-- START OF Excerpted text --

This repository is an API-based solution enabling users to register and execute workflows seamlessly by integrating with the REANA execution system. It also offers the capability to capture and visualize data provenance of the workflow executions, based on the W3C-PROV standard.
The project consists of three key components:
- FastAPI: Core component enabling RESTful API interactions with the platform.
- Keycloak: Authentication and access control system ensuring secure user authentication and user grouping
- MySQL Database: Database system serving as the backend for efficient data storage and retrieval.
All three components are deployed in a dockerized environment in order to ensure scalability, portability, and ease of management.
This work assumes a platform and core components in line with the architecture specified as part of the HEurope project AI4Europe.
- User authentication using keycloak
- Workflow registration (CWL workflows are currently supported).
- Integration with REANA system to execute previously registered workflows.
- CRUD operations both for registered and executed workflows.
- Data provenance for workflows executed within the REANA framework.
- Visualization of data provenance by generating graph-based PNG representations, allowing for clear and intuitive exploration of workflow dependencies and data flow.
Linux / macOS
Python version >= 3.10 (preferably 3.10)
docker version >= 24.0.7
docker-compose version >= 1.29.2
- Access to an operational REANA instance. You will need URL of the service along with the corresponding ACCESS TOKEN .
In order to install the platform locally, follow the steps outlined below
git clone https://github.com/id-is/ReProv-API
cd ReProv-API
touch .env
The values you add to the .env
file are the ones that should be defined in order to run the application. Each value should follow the format KEY=VALUE
, where KEY
is the name of the environment variable and VALUE
is its corresponding value.

-- END OF Excerpted text --

### [Stated goal 1]
Why does the ReProv-API description say all three components are deployed in a dockerized environment?
### [Stated goal 2]
According to the ReProv-API description, what type of workflows is currently supported for registration?
### [Stated goal 3]
Repeat the part of the ReProv-API description between "This work assumes" and "previously registered workflows.", inclusive.

-- START OF Data extract --

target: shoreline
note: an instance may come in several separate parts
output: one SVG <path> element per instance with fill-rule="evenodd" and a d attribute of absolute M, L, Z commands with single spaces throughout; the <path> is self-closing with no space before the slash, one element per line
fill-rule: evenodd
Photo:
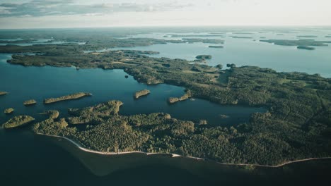
<path fill-rule="evenodd" d="M 102 155 L 107 155 L 107 156 L 113 156 L 113 155 L 121 155 L 121 154 L 144 154 L 146 156 L 149 155 L 153 155 L 153 154 L 161 154 L 161 155 L 171 155 L 171 158 L 176 158 L 176 157 L 182 157 L 182 158 L 187 158 L 187 159 L 193 159 L 196 160 L 199 160 L 199 161 L 214 161 L 216 163 L 223 165 L 223 166 L 256 166 L 256 167 L 266 167 L 266 168 L 279 168 L 288 164 L 291 164 L 291 163 L 298 163 L 298 162 L 303 162 L 303 161 L 313 161 L 313 160 L 319 160 L 319 159 L 331 159 L 331 157 L 322 157 L 322 158 L 308 158 L 308 159 L 298 159 L 298 160 L 294 160 L 294 161 L 286 161 L 284 163 L 282 163 L 279 165 L 276 166 L 267 166 L 267 165 L 260 165 L 260 164 L 248 164 L 248 163 L 221 163 L 218 162 L 216 161 L 212 161 L 212 160 L 208 160 L 204 158 L 198 158 L 198 157 L 192 157 L 192 156 L 184 156 L 180 154 L 166 154 L 166 153 L 157 153 L 157 152 L 144 152 L 144 151 L 124 151 L 124 152 L 103 152 L 103 151 L 95 151 L 92 149 L 89 149 L 85 147 L 83 147 L 78 142 L 74 141 L 71 139 L 69 139 L 66 137 L 62 137 L 62 136 L 57 136 L 57 135 L 45 135 L 45 134 L 42 134 L 42 133 L 34 133 L 37 135 L 43 135 L 43 136 L 48 136 L 48 137 L 57 137 L 59 138 L 62 140 L 66 140 L 71 143 L 74 144 L 76 147 L 78 147 L 79 149 L 89 152 L 89 153 L 93 153 L 93 154 L 102 154 Z"/>

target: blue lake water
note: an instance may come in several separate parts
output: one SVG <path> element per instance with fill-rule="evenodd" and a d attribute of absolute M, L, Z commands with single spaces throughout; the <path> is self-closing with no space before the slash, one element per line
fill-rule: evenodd
<path fill-rule="evenodd" d="M 163 36 L 167 34 L 178 33 L 151 33 L 132 37 L 164 39 Z M 132 49 L 158 51 L 161 54 L 153 56 L 189 60 L 193 60 L 198 54 L 211 54 L 213 59 L 207 63 L 211 66 L 234 63 L 272 68 L 279 71 L 303 71 L 318 73 L 325 77 L 330 75 L 330 46 L 317 47 L 313 51 L 299 51 L 293 46 L 253 41 L 260 37 L 296 39 L 298 39 L 297 35 L 315 35 L 315 32 L 254 32 L 253 39 L 234 39 L 230 37 L 235 35 L 231 32 L 224 32 L 223 35 L 224 37 L 219 39 L 226 40 L 224 49 L 211 49 L 207 46 L 213 44 L 196 43 L 158 44 Z M 327 40 L 324 38 L 325 35 L 327 33 L 320 32 L 318 37 L 315 39 Z M 252 35 L 236 35 L 248 37 Z M 167 38 L 178 39 L 180 38 Z M 13 39 L 11 41 L 20 39 Z M 11 39 L 8 40 L 11 41 Z M 40 42 L 50 44 L 47 41 Z M 31 43 L 22 44 L 30 45 Z M 74 68 L 23 67 L 7 63 L 6 61 L 10 58 L 11 54 L 0 54 L 0 91 L 10 92 L 0 96 L 0 125 L 15 115 L 28 114 L 42 119 L 45 116 L 37 113 L 49 109 L 59 110 L 61 116 L 66 116 L 69 108 L 90 106 L 110 99 L 124 102 L 121 114 L 162 111 L 170 113 L 174 118 L 194 121 L 207 119 L 210 125 L 226 126 L 246 121 L 252 112 L 265 111 L 260 108 L 217 105 L 202 99 L 187 100 L 170 106 L 166 103 L 167 98 L 181 96 L 184 88 L 168 85 L 148 86 L 139 84 L 131 76 L 124 78 L 126 73 L 120 70 L 76 70 Z M 149 89 L 151 93 L 134 100 L 134 92 L 142 89 Z M 45 98 L 77 92 L 91 92 L 93 96 L 50 105 L 42 103 Z M 38 103 L 32 106 L 23 106 L 23 101 L 30 99 L 36 99 Z M 4 109 L 8 107 L 16 109 L 13 115 L 3 113 Z M 220 114 L 228 115 L 230 118 L 220 119 Z M 45 182 L 49 185 L 155 185 L 156 182 L 159 185 L 313 185 L 316 182 L 330 182 L 330 161 L 295 163 L 292 166 L 277 169 L 277 171 L 273 169 L 263 173 L 253 171 L 249 176 L 237 169 L 227 168 L 223 173 L 214 173 L 216 177 L 221 178 L 222 181 L 219 182 L 218 179 L 217 182 L 212 182 L 211 179 L 203 180 L 185 170 L 158 164 L 98 177 L 78 159 L 47 139 L 34 136 L 28 129 L 28 127 L 13 130 L 0 128 L 0 179 L 4 185 L 45 185 Z M 281 170 L 284 170 L 284 174 Z M 207 170 L 212 173 L 211 170 Z"/>
<path fill-rule="evenodd" d="M 164 35 L 165 34 L 162 35 Z M 265 34 L 267 39 L 298 39 L 295 35 L 277 35 Z M 293 35 L 293 34 L 292 34 Z M 151 37 L 154 36 L 151 35 Z M 147 35 L 143 35 L 147 37 Z M 331 78 L 331 46 L 315 46 L 313 51 L 301 50 L 296 46 L 279 46 L 260 42 L 260 35 L 240 35 L 243 37 L 252 37 L 252 39 L 236 39 L 229 36 L 222 37 L 205 37 L 219 39 L 225 41 L 224 44 L 192 43 L 155 44 L 147 46 L 113 48 L 112 50 L 148 50 L 159 51 L 159 54 L 150 55 L 153 57 L 184 58 L 194 60 L 201 54 L 211 55 L 212 58 L 207 64 L 216 66 L 235 63 L 240 66 L 256 66 L 270 68 L 277 71 L 303 72 L 310 74 L 319 73 L 325 78 Z M 155 38 L 163 38 L 158 35 Z M 202 37 L 199 37 L 202 38 Z M 164 38 L 163 38 L 164 39 Z M 180 39 L 180 38 L 177 38 Z M 315 38 L 313 38 L 315 39 Z M 330 38 L 321 39 L 330 41 Z M 222 45 L 223 49 L 209 48 L 211 45 Z"/>
<path fill-rule="evenodd" d="M 206 100 L 186 100 L 173 105 L 167 103 L 170 97 L 179 97 L 184 88 L 168 85 L 146 85 L 137 82 L 132 76 L 125 78 L 122 70 L 81 69 L 74 68 L 23 67 L 6 62 L 10 54 L 0 54 L 0 90 L 10 92 L 0 97 L 0 123 L 12 115 L 3 111 L 12 107 L 13 115 L 28 114 L 36 118 L 45 118 L 40 113 L 50 109 L 59 110 L 61 116 L 67 116 L 69 108 L 93 106 L 108 100 L 117 99 L 124 103 L 120 113 L 132 115 L 155 112 L 168 113 L 173 117 L 198 122 L 206 119 L 212 125 L 229 125 L 246 122 L 254 112 L 262 112 L 262 108 L 240 106 L 222 106 Z M 135 100 L 135 92 L 148 89 L 151 94 Z M 79 100 L 45 105 L 45 98 L 57 97 L 79 92 L 93 94 L 93 97 Z M 35 99 L 37 104 L 25 106 L 23 102 Z M 228 116 L 222 119 L 220 115 Z"/>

-- END OF Data extract --

### [Response 1]
They are deployed in a dockerized environment to ensure scalability, portability, and ease of management.

### [Response 2]
CWL workflows.

### [Response 3]
This work assumes a platform and core components in line with the architecture specified as part of the HEurope project AI4Europe.
- User authentication using keycloak
- Workflow registration (CWL workflows are currently supported).
- Integration with REANA system to execute previously registered workflows.